__Fragment źródłowy__.
------------------------

Witam, mam 22 lata i od jakiś 5 lat męczę się z nerwicą serca. Piszę tutaj ponieważ chce gdzieś wyrzucić z siebie co mi dolega i znaleźć ludzi którzy mają podobne objawy, i dowiedzieć się co im pomaga, i jak z tym walczyć.
Pierwszy atak paniki (który okazał się być najgorszym) miałem w wieku 17 lat, wstałem z łózka w bardzo dobrym humorze, wypiłem kawę, porozmawiałem z bliskimi, poszedłem naprawić rower, i podczas tego się zaczęło, nagłe uczucie niepokoju, strach przed śmiercią spowodowany tak naprawdę niczym, poszedłem do mieszkania na 3 piętro, podczas wchodzenia po klatce schodowej serce zaczęło bić jak nigdy wcześniej (dodam, że starałem się wchodzić bardzo powoli bo czułem się naprawdę źle), ostre kłucia serca, duszności. Gdy tylko wszedłem do mieszkania byłem strasznie blady tak, że gdy zobaczyła mnie mama od razu wiedziała, że coś jest nie tak, powiedziała mi żebym się położył czego nie chciałem zrobić i chodziłem po mieszkaniu starając się ogarnąć co się dzieje, nie wiedziałem co zrobić, czułem się jakby to miał być mój ostatni dzień na ziemi, gdy w końcu się położyłem miałem zimne ręce i stopy, doszły lekkie drgawki, podczas tego wszystkiego modliłem się (chociaż nie jestem zbyt wierzący, ale jak trwoga to do Boga ;D), wszystko trwało około 2 godzin podczas serce biło bardzo mocno, i kłucia w sercu były bardzo ostre, mama chciała wezwać karetkę, ale nie chciałem tego, bo stwierdziłem, że jak mnie zabiorą to już nie wrócę. Wziąłem tabletkę na uspokojenie od mamy, po około 2 godzinach wszystko powoli ustało, ale byłem bardzo zmęczony, na drugi dzień od razu stwierdziliśmy, żeby mnie umówić mnie na badania.
Więc tak, miałem robione RTG klatki piersiowej, EKG, badania morfologiczne, ECHO serca i... wszystkie wyniki wykazały, że jestem w 100% zdrowy. Po wizycie na ECHO serca zaleceniem lekarza było przyjmowanie magnezu z potasem i terapia, również stwierdził nerwicę. Po tej wizycie wszystko się w miarę uspokoiło, przy każdym nowym ataku paniki miałem w głowie jego słowa "Ma Pan serce jak dzwon!", na jakiś czas się uspokoiło, po czym wszystko powróciło, ostre kłucia serca do których dochodził nagły atak tachykardii i uczucie fali gorąca, które pojawiały się nawet przy spoczynku w sytuacjach w których nie byłem niczym zaniepokojony. Dodatkowo najgorszy objaw według mnie uczucie jakby "zapowietrzania" się serca lub czegoś co opisałbym jako "motylki" w sercu, te ataki trwają około 5-20 sekund, dochodzi do nich uczucie braku możliwości zaczerpnięcia powietrza, duszności, i po odpuszczeniu ataku nagłe szybkie bicie serca przez kilka minut podczas tego odczuwam jeszcze przechodzenie "prądu" do rąk, nóg, tak jakby przez całe ciało, aż włosy stają mi dęba, zauważyłem, że ten typ ataku często wywołuje szybkie kucnięcie, wstanie z łózka, oraz zbytnie przejedzenie się, a nie występuje praktycznie w ogóle podczas takich aktywności jak trening, bieganie itp.

------------------------

__Zbiór rekordów__.
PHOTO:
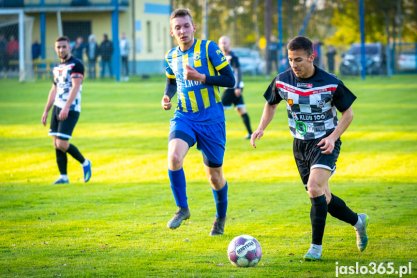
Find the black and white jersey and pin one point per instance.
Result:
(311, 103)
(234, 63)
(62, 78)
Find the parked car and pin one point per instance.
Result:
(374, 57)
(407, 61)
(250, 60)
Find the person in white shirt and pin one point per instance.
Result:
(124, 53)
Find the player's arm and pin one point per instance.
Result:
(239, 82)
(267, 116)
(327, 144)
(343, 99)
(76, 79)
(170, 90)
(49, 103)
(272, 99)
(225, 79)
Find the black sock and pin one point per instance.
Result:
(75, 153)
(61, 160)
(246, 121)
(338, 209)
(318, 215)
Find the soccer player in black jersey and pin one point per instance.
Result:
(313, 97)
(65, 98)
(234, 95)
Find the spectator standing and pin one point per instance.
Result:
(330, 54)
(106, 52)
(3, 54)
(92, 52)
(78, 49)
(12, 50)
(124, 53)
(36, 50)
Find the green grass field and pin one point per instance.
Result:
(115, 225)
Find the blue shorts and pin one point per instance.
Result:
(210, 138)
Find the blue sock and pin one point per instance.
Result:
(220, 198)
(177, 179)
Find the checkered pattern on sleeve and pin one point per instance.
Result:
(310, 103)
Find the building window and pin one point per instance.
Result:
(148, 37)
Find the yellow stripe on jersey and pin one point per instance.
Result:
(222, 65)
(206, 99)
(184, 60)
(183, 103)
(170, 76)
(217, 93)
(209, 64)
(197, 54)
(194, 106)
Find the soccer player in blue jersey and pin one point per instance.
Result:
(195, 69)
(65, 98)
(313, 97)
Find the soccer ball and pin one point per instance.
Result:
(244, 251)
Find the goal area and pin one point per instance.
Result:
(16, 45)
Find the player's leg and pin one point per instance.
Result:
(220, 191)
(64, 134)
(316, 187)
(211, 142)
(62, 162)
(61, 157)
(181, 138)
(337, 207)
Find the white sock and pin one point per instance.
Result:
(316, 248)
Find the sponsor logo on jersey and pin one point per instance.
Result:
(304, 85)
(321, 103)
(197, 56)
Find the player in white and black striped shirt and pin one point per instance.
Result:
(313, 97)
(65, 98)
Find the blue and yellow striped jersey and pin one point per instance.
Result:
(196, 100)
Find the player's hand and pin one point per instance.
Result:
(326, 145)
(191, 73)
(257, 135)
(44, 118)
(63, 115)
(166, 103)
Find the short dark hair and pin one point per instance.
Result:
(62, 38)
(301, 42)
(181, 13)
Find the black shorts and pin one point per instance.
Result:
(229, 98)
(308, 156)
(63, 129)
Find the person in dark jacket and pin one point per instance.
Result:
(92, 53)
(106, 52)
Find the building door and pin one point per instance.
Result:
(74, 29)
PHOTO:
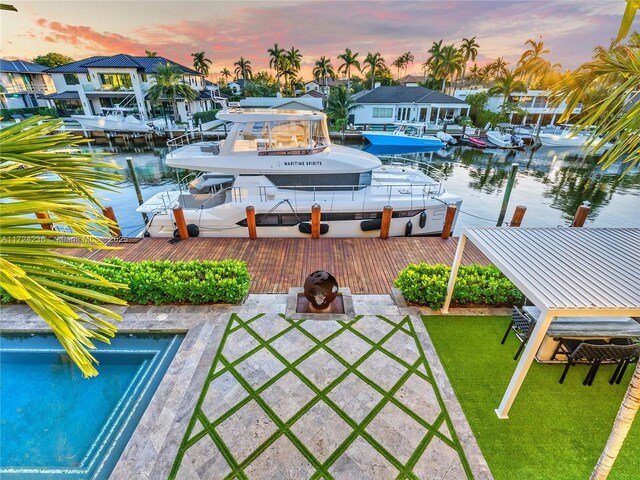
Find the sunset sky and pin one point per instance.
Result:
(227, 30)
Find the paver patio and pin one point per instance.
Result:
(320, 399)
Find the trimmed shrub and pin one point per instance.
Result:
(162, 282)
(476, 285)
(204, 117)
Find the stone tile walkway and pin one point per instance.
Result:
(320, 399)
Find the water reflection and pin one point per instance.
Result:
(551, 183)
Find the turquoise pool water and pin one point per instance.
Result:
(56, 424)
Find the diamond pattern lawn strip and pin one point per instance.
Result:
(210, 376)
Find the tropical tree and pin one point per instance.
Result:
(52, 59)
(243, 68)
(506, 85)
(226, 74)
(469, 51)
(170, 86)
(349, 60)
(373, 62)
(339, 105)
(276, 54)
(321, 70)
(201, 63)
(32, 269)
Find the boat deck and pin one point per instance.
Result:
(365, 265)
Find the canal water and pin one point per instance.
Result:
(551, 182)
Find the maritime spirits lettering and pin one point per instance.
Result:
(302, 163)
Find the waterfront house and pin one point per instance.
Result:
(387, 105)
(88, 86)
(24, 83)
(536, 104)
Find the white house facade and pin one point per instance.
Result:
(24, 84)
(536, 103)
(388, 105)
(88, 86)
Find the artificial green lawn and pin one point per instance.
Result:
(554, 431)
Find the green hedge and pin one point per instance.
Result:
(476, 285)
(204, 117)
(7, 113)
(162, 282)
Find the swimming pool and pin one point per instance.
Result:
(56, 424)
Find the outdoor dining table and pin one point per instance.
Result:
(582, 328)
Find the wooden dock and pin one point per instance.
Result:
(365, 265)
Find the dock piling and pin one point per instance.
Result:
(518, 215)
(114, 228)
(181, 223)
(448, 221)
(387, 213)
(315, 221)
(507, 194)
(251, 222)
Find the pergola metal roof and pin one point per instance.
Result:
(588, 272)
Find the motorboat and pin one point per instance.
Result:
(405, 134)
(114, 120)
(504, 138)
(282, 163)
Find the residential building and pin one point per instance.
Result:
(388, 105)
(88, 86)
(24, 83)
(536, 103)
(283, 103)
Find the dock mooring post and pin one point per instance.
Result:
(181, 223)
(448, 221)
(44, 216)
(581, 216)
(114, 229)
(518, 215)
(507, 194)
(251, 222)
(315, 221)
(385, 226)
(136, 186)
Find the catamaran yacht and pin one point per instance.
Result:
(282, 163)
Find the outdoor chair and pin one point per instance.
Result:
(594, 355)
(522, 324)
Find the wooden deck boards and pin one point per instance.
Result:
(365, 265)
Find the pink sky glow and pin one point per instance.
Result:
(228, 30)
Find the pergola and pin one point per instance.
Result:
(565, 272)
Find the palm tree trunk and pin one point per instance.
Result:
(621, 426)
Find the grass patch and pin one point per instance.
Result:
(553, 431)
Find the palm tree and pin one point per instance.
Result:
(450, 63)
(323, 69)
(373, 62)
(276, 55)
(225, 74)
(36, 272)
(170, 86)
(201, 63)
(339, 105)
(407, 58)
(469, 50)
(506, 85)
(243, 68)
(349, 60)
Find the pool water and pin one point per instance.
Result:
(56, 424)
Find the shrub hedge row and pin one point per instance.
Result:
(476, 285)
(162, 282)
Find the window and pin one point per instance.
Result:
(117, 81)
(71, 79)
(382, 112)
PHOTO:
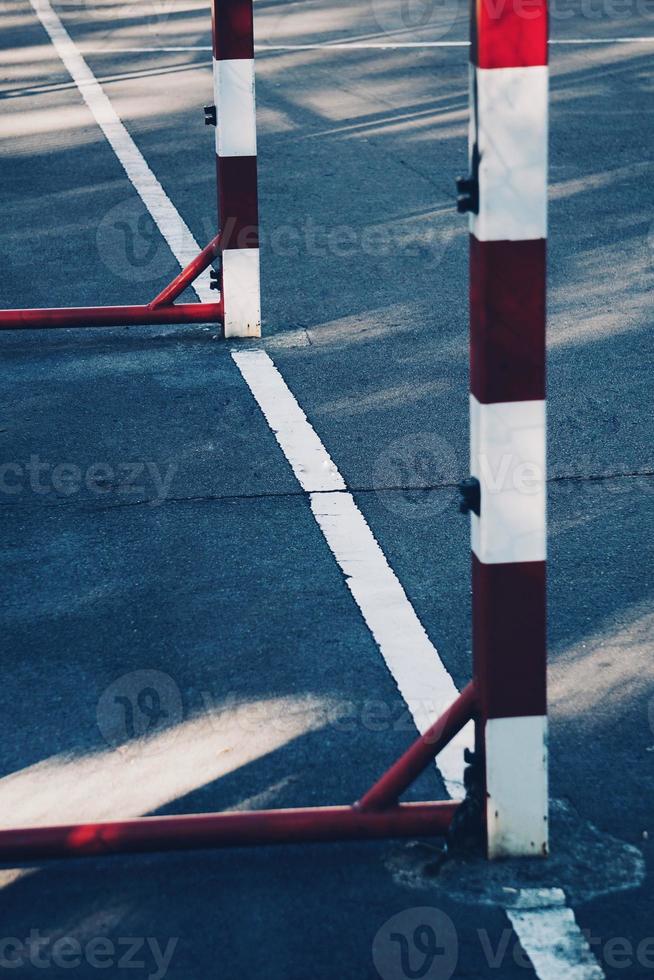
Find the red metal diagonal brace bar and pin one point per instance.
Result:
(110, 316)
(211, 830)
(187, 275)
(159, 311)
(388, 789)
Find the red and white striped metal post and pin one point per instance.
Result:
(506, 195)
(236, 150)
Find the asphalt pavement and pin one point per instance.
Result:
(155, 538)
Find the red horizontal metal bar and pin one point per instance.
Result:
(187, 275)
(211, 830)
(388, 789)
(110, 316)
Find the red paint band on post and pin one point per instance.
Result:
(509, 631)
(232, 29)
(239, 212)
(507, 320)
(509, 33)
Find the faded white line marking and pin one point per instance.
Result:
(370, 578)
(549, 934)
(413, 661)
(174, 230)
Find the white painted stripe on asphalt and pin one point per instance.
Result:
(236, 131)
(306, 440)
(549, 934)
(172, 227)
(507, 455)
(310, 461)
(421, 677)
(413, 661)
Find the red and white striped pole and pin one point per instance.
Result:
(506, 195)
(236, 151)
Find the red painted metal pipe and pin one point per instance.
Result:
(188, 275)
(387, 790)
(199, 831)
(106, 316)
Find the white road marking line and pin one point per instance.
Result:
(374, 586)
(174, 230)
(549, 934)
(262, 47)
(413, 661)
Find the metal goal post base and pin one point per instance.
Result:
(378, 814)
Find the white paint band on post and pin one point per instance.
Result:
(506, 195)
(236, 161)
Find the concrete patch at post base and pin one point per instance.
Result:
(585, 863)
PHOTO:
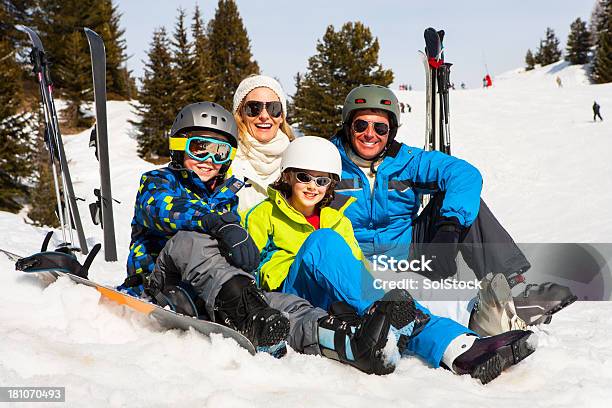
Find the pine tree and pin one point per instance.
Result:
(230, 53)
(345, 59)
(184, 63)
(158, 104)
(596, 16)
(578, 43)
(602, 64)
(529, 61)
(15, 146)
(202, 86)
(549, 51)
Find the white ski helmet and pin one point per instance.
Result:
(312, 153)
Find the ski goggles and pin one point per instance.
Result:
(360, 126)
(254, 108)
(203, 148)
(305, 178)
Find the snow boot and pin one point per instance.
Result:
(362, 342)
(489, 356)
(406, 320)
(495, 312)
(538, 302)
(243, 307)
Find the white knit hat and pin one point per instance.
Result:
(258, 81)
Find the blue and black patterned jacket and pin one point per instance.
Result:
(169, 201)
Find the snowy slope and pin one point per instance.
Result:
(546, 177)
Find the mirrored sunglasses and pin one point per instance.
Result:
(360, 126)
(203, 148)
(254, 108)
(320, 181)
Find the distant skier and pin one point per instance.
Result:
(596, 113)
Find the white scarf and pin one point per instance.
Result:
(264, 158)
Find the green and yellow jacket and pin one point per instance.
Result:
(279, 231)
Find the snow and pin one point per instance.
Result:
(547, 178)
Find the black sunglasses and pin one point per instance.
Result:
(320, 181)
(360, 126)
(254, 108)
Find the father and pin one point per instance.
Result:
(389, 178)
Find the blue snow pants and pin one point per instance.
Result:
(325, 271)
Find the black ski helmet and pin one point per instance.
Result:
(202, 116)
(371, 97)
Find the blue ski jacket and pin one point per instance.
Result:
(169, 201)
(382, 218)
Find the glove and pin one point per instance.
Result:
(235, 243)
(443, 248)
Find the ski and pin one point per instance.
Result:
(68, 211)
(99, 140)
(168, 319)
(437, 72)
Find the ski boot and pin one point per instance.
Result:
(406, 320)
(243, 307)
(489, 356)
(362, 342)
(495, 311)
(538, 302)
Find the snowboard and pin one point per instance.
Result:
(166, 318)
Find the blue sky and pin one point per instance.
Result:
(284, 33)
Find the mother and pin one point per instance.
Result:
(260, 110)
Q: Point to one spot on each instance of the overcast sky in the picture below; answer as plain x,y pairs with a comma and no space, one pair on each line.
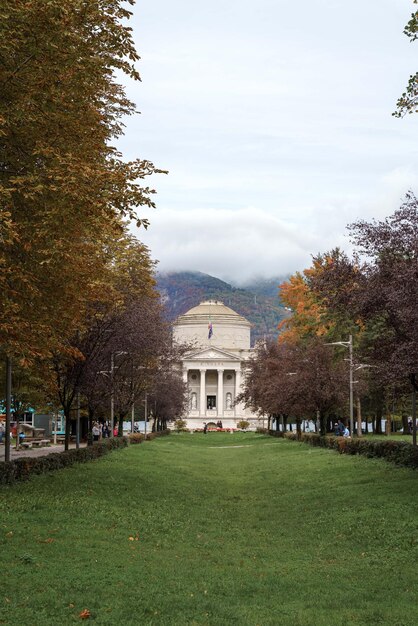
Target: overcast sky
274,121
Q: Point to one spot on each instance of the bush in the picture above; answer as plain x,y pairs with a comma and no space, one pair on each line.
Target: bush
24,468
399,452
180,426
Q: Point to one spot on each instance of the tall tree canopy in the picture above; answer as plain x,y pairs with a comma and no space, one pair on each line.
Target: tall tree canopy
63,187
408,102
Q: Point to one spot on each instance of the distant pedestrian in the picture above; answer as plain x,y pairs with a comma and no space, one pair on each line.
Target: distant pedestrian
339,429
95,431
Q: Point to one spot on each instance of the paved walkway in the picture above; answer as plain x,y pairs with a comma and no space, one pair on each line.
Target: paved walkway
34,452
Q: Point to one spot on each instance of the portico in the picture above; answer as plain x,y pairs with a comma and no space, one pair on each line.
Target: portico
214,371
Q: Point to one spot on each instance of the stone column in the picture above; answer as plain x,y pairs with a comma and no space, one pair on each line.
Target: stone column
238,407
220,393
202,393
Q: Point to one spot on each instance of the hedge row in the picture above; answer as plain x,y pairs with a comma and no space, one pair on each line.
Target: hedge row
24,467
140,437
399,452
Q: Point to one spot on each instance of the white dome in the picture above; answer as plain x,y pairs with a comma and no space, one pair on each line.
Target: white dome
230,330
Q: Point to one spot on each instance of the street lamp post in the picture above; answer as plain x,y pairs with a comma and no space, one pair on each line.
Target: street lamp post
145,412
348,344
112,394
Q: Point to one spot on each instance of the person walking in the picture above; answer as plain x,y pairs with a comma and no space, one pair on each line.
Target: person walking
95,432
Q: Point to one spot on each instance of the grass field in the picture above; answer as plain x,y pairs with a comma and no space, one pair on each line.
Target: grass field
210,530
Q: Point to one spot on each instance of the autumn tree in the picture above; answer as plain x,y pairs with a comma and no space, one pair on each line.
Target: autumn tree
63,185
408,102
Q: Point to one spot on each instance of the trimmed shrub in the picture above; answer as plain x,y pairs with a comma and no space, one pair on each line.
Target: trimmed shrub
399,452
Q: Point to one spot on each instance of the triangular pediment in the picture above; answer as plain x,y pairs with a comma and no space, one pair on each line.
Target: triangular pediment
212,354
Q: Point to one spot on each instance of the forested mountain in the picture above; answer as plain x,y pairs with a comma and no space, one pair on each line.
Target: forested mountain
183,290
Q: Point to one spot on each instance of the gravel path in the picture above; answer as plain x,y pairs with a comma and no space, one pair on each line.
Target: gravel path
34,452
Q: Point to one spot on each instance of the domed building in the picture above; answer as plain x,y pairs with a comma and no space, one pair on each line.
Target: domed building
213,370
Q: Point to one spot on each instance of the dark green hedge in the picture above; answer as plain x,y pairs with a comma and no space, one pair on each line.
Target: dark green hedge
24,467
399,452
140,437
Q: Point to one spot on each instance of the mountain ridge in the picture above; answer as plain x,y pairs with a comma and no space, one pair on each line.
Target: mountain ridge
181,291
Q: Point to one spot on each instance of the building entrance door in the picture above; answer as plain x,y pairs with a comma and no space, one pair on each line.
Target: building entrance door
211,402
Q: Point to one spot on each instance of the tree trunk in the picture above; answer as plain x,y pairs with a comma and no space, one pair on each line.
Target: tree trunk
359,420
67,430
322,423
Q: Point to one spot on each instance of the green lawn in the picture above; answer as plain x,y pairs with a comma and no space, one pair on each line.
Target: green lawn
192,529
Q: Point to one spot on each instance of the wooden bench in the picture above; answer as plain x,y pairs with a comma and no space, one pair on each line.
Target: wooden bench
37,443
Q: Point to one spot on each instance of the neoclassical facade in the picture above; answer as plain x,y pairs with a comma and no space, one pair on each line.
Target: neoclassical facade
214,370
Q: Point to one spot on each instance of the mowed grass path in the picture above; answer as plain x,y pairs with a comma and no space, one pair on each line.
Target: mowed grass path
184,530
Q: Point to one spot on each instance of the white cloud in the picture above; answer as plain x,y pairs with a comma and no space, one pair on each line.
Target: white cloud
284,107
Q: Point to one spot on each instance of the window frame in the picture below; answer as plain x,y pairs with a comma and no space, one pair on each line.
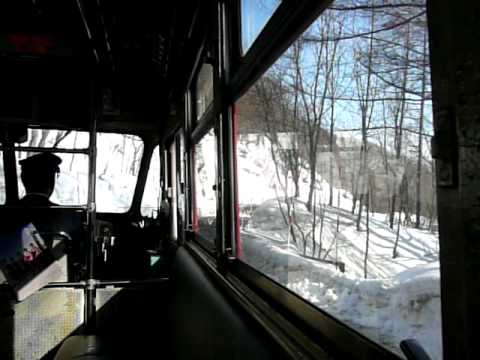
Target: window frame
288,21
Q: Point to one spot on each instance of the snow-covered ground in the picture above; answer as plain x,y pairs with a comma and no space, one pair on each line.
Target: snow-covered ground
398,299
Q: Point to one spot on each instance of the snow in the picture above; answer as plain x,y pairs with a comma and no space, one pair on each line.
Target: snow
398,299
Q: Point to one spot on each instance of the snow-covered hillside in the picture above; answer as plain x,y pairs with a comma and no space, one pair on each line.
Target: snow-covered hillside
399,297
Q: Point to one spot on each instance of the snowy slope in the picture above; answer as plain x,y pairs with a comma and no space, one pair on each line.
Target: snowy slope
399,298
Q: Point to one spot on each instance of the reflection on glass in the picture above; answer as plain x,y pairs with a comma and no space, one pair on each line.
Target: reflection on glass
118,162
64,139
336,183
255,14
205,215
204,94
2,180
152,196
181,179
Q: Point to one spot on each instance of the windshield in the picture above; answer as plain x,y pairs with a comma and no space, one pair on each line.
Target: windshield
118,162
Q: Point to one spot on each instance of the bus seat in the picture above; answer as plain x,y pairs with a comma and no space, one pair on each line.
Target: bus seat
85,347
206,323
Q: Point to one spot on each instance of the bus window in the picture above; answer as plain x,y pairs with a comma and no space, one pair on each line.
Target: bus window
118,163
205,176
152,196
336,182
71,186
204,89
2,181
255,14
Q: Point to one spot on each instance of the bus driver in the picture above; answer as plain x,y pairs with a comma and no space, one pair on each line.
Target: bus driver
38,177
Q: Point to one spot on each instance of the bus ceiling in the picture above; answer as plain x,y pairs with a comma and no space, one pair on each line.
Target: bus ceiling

------------------------

__Polecenie A__.
Odpowiedz na podstawie wpisu o nerwicy serca:
(i) W jakim wieku wystąpił pierwszy atak paniki?
(ii) Jakie badania wykonano po pierwszym ataku?
(iii) Ile trwają ataki opisane jako „zapowietrzanie” się serca?
__Polecenie B__. Podejmij wpis o nerwicy serca od jego ostatniego zdania i napisz dalszy ciąg.

__Odpowiedź A__.
(i) W wieku 17 lat.
(ii) RTG klatki piersiowej, EKG, badania morfologiczne i ECHO serca.
(iii) Około 5–20 sekund.

__Odpowiedź B__.
Przerabiałem kilka leków które pomagały mniej lub bardziej w tym hydroksyzyna (działała raczej słabo), cloranxen, xanax, i jeszcze jeden którego nazwy nie pamiętam, leki brałem tylko w sytuacji kryzysowej, ale zawsze staram się wychodzić z nimi w domu ponieważ czuję się wtedy bezpieczniej, że mam jakąś drogę ucieczki w razie czego, choć staram się radzić sobie z tymi atakami samemu, mówiąc sobie "przecież wszystkie wyniki mam pozytywne, każdy mi mówi, że to nerwica, jest dużo ludzi którzy mają takie same objawy i żyją z tym już lata", po każdym ataku staram się analizować co mi było, jak było źle, i że przecież przeżyłem i czuję się już lepiej.
Mam trochę stresu w pracy, i ogólnie w życiu (jak każdy), kilka ostatnich lat było dla mnie dość stresujące, choć z zewnątrz nie daje po sobie poznać, że coś jest nie tak to wewnątrz praktycznie cały czas mam uczucie ciśnienia, roztrzęsienia, niepokoju z którym jakoś sobie radzę, ale strasznie mnie to męczy.
Obecnie nie przebywam w kraju i trochę ciężko sięgnąć po pomoc lekarską dlatego chciałbym zapytać was o wszelakie rady oraz zachęcić do dzielenia się swoimi doświadczeniami i objawami.